[Position annotation rows]
○ ○ ○ ○ ○ ○ ○

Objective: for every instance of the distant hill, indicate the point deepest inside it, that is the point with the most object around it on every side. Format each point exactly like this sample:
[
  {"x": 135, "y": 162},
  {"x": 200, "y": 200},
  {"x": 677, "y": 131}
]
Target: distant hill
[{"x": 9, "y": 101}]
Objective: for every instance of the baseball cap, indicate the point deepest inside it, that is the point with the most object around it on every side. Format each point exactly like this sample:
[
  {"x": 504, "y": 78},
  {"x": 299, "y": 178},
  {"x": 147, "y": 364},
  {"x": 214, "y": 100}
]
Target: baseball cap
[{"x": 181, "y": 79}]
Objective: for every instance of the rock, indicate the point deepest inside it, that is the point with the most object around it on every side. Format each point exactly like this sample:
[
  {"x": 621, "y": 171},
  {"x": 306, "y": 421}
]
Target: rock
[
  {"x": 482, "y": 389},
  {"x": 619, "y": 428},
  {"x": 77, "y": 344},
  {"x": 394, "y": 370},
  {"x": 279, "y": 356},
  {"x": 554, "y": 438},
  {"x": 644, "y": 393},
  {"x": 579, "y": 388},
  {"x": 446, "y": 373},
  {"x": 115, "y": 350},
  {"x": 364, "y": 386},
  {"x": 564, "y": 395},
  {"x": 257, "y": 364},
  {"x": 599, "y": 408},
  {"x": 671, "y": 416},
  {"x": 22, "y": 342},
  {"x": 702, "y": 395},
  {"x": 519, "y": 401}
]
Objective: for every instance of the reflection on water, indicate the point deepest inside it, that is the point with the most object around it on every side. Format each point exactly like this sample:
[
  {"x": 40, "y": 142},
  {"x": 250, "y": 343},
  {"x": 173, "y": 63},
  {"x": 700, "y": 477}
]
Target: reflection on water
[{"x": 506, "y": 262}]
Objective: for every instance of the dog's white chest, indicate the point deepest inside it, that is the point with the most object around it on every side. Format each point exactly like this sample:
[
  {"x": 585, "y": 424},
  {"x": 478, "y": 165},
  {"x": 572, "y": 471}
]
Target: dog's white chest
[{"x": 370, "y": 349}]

○ ○ ○ ○ ○ ○ ○

The problem: Render the stretch from the line containing "Objective: for every instance of the reflection" through the end of the rows above as a Markdown table with the columns Number and Line, leaving out blank lines.

Answer to the problem:
| Number | Line |
|---|---|
| 1 | Objective: for every instance of the reflection on water, indicate the point deepest inside it, that is the point with the most object around it on every side. Format each point exactly like this sample: |
| 2 | [ |
| 3 |   {"x": 40, "y": 142}, |
| 4 |   {"x": 250, "y": 343}, |
| 5 |   {"x": 173, "y": 63}, |
| 6 |   {"x": 700, "y": 477} |
| 7 | ] |
| 8 | Target: reflection on water |
| 9 | [{"x": 506, "y": 262}] |
| 10 | Objective: for every instance of the dog's white chest, indicate the point deepest inside it, that is the point with the most object around it on every side. Format each point exactly like this sample: |
| 11 | [ |
| 12 |   {"x": 585, "y": 424}, |
| 13 |   {"x": 478, "y": 165}, |
| 14 |   {"x": 572, "y": 471} |
| 15 | ] |
| 16 | Target: dog's white chest |
| 17 | [{"x": 370, "y": 349}] |